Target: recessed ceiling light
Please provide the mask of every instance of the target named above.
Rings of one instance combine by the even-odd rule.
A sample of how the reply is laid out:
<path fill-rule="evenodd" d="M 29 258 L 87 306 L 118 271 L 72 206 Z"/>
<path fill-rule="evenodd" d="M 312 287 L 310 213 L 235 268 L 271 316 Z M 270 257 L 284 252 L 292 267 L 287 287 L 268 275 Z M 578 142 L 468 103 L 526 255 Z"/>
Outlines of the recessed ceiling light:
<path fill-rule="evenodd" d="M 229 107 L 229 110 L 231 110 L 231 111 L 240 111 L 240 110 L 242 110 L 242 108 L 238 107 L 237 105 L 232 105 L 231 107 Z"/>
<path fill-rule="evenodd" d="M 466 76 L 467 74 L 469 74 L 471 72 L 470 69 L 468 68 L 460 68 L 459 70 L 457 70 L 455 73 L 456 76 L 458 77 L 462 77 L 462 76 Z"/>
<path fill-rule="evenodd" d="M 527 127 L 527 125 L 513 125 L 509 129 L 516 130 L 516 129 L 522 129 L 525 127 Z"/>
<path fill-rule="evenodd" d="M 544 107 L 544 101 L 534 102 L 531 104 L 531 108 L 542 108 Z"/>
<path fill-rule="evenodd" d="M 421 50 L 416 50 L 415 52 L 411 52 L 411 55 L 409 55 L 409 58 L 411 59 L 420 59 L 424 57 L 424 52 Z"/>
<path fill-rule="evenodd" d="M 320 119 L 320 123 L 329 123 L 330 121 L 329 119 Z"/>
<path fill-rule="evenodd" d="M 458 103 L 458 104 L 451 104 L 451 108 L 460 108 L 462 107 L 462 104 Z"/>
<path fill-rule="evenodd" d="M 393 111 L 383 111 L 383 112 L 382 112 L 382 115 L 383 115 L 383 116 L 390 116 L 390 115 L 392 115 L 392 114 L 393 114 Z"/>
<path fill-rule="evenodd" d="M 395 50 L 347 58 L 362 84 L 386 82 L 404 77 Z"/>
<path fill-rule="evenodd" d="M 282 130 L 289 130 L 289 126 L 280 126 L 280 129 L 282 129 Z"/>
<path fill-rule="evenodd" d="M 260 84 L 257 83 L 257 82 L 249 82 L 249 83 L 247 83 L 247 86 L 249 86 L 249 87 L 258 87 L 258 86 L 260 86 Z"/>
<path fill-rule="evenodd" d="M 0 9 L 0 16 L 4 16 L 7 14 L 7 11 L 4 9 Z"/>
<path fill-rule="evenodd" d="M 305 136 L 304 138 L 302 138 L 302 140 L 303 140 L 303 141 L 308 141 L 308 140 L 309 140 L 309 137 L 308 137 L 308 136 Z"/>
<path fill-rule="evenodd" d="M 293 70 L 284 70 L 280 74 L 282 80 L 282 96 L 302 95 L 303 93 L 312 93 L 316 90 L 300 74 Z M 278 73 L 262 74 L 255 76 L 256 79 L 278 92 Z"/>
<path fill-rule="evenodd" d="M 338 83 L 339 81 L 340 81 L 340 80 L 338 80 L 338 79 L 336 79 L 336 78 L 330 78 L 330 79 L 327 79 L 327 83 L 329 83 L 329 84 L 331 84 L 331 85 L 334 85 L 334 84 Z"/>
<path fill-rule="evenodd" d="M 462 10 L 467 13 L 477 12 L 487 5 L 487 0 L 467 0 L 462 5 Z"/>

::::::

▶ WHAT IS BEING ASKED: Lines with "instance": return each one from the data above.

▶ RESPONSE TO THIS EXERCISE:
Please provide the mask of every instance of the target named above.
Rings of one instance combine by the even-odd rule.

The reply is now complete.